Document passage
..........

Mar.The Federal Housing Administration ’s FY2013 Budget Request
At a Senate Appropriations Subcommittee on Transportation, Housing and Urban Development, and Related Agencies hearing on March 8, Carol Galante, Acting Federal Housing Administration (FHA) Commissioner and Assistant Secretary for the Department of Housing and Urban Development (HUD), updated members on the status of the Mutual Mortgage Insurance Fund (MMI Fund) and defended the Obama administration’s proposal to increase FHA’s 2013 budget.
In her opening remarks, Chairman Patty Murray (D-Calif.) roundly praised the work the FHA has done to support the housing market in the aftermath of the 2008 crisis, pointing out that the FHA now supports nearly 30 percent of the purchase market and 16 percent of all loans, including refinances. However, she also acknowledged that the FHA’s outsized role in the market has exposed it to greater risk, including a substantial risk to the MMI Fund’s health.
Murray highlighted the Obama administration’s recent efforts to shore up the finances of the FHA and the MMI fund, which includes premium increases, changes to the FHA’s Streamline Refinance Program, and a $900 million payout from the recent Mortgage Servicer Settlement, but she noted that these proposals “aren’t without their own risks, costs and moral hazard.” In closing, Murray urged Congress not to lose sight of the role that FHA played in maintaining the ability for Americans to get a mortgage and warned members not to enact policies that overcorrect the policy mistakes of the past.

..........

Entries provided
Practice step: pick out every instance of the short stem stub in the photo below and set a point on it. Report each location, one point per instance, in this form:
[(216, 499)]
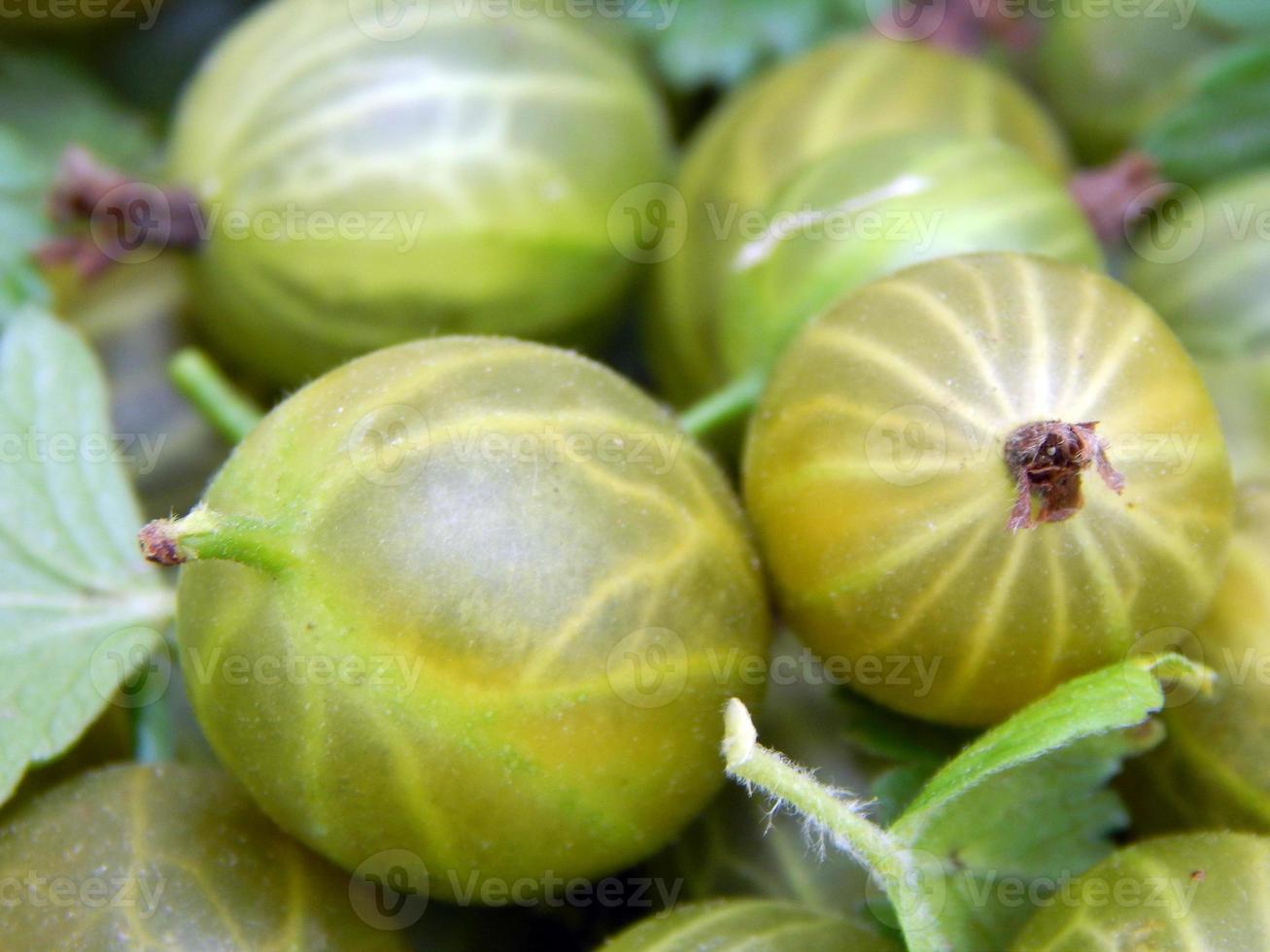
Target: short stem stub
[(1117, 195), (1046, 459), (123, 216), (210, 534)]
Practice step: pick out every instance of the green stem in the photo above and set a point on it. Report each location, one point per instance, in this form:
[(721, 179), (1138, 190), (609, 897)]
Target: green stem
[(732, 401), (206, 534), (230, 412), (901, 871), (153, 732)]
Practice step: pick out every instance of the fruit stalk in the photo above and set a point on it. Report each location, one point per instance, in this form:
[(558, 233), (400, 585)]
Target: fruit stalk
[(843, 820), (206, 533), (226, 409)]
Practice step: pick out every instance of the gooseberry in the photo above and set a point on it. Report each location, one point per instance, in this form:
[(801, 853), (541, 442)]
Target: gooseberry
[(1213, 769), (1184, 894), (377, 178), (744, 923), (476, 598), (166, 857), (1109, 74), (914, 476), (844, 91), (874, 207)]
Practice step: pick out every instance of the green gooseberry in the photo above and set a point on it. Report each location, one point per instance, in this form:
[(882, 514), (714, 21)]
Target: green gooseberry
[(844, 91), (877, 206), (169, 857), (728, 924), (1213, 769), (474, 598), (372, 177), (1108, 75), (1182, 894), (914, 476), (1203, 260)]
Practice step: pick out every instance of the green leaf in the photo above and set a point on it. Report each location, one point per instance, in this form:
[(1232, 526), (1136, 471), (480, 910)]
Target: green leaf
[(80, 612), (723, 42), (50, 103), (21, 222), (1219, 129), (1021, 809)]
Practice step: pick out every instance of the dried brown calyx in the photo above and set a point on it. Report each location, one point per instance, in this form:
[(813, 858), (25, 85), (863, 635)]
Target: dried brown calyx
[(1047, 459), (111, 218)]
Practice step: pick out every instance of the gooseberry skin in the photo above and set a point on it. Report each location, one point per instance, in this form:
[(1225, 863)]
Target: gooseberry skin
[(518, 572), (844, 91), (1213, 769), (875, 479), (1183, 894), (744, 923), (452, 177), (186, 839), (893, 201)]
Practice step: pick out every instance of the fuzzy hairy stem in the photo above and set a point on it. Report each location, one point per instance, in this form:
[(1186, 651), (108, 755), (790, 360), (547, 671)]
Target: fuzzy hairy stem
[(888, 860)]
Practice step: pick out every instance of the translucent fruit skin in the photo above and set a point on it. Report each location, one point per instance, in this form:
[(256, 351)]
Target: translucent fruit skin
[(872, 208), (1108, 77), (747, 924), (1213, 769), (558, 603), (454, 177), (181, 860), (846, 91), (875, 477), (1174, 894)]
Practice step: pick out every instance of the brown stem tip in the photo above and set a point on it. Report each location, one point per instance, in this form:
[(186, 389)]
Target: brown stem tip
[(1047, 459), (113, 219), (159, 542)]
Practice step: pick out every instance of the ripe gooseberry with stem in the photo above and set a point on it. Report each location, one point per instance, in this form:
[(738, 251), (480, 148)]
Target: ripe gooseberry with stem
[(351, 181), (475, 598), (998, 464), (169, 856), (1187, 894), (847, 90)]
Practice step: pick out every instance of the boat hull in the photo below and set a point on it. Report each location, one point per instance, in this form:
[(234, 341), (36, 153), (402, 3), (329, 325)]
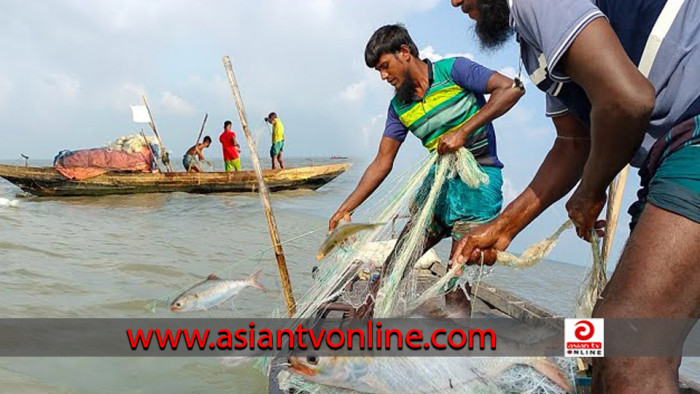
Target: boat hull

..........

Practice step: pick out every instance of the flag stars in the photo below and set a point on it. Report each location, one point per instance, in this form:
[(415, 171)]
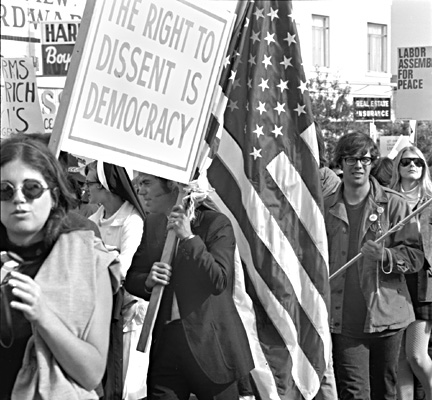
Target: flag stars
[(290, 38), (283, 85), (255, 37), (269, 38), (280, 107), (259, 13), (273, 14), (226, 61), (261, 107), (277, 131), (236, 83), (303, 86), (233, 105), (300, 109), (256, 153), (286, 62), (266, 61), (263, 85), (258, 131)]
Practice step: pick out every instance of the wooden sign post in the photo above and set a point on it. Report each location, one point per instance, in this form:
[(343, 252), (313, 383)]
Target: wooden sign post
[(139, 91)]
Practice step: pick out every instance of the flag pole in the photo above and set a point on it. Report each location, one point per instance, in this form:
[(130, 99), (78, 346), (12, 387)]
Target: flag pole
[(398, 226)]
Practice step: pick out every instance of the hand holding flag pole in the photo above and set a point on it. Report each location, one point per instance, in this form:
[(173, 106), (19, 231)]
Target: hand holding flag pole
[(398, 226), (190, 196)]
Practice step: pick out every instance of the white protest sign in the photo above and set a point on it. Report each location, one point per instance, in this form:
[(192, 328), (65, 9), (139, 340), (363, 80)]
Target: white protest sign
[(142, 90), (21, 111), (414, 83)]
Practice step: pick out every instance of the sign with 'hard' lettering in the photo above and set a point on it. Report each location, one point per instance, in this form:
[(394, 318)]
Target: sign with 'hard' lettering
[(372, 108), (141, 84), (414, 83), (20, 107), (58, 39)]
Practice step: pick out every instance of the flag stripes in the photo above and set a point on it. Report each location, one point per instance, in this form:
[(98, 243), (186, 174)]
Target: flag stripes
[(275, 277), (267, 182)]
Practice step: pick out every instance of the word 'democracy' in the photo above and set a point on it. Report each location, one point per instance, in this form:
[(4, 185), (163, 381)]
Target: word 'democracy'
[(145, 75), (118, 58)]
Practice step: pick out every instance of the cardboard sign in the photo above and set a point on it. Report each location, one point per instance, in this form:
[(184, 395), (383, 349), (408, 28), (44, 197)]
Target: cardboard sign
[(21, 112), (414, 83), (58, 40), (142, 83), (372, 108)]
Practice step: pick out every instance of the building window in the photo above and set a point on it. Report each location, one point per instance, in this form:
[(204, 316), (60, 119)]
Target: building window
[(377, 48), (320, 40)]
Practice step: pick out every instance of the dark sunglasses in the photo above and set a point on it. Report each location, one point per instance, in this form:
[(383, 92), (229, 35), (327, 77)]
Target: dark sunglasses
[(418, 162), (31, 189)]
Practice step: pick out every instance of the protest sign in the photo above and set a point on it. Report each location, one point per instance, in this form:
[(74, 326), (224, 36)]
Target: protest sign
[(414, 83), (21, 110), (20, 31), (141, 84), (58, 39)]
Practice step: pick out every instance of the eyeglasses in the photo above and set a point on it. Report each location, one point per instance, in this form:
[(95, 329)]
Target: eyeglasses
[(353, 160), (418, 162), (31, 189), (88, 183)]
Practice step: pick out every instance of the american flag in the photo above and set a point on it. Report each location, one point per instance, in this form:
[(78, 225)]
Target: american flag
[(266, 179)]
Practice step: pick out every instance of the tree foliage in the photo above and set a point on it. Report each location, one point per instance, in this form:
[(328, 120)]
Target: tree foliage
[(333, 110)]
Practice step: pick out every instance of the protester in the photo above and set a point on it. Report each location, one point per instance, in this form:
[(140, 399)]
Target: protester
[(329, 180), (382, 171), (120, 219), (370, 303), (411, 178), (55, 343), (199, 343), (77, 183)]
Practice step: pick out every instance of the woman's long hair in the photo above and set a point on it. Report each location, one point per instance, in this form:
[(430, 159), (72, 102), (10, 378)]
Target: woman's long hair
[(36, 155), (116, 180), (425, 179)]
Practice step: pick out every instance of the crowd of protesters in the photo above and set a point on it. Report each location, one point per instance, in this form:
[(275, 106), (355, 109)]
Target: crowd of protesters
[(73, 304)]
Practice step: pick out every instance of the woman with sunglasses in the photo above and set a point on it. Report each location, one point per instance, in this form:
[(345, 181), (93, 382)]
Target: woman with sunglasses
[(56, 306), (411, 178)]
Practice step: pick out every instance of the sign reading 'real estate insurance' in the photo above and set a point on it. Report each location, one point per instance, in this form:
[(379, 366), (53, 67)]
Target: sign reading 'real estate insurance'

..........

Given problem
Could you reproduce, word for word, everything in the FHA budget hearing text above from "Murray highlighted the" down to "of the past."?

Exercise solution
Murray highlighted the Obama administration’s recent efforts to shore up the finances of the FHA and the MMI fund, which includes premium increases, changes to the FHA’s Streamline Refinance Program, and a $900 million payout from the recent Mortgage Servicer Settlement, but she noted that these proposals “aren’t without their own risks, costs and moral hazard.” In closing, Murray urged Congress not to lose sight of the role that FHA played in maintaining the ability for Americans to get a mortgage and warned members not to enact policies that overcorrect the policy mistakes of the past.